━━━━━ Available data ━━━━━
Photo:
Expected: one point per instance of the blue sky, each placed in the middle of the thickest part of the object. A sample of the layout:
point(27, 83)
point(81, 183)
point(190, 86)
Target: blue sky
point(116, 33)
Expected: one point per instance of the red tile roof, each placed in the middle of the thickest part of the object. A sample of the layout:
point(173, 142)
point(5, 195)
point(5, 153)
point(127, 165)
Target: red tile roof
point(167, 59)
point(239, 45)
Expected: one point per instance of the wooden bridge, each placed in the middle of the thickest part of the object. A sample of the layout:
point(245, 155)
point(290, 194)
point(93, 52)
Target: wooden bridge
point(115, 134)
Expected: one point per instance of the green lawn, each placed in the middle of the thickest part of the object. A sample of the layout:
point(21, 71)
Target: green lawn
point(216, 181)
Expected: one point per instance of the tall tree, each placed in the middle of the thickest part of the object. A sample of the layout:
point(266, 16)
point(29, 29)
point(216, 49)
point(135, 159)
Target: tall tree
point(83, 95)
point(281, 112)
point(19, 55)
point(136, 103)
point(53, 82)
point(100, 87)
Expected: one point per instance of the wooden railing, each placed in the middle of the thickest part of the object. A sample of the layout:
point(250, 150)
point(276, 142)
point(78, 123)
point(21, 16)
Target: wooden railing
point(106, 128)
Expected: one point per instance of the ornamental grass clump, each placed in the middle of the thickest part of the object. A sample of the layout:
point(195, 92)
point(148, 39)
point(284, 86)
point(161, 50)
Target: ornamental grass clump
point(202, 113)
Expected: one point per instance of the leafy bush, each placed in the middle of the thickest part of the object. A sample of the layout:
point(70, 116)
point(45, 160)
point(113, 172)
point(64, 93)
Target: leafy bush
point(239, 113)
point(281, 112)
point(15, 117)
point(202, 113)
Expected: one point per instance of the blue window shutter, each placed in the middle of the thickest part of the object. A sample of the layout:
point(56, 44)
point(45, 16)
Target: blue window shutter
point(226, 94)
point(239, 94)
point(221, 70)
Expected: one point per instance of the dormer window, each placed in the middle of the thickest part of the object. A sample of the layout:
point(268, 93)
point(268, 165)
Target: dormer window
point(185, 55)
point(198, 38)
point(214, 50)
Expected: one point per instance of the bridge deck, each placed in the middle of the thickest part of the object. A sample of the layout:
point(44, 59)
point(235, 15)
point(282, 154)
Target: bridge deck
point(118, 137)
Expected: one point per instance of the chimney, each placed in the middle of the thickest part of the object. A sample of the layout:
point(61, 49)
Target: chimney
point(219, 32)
━━━━━
Exercise instructions> Begin with the line containing "Expected: one point per instance of the dormer" and repeat each line exactly until the records above end.

Solution to the problem>
Expected: one point per instance of the dormer window, each placed in the middle of the thickest part of the object. A sample of the layout:
point(268, 93)
point(268, 165)
Target: dormer window
point(185, 55)
point(198, 38)
point(214, 50)
Expected: one point per instance of the bridge deck, each placed in the middle of the thickest part of the object. A sample of the layout:
point(44, 59)
point(235, 15)
point(282, 154)
Target: bridge deck
point(118, 137)
Expected: one point per instance of the chimney, each placed in the middle of the thickest part of the object. A sample of the layout:
point(61, 49)
Target: chimney
point(219, 32)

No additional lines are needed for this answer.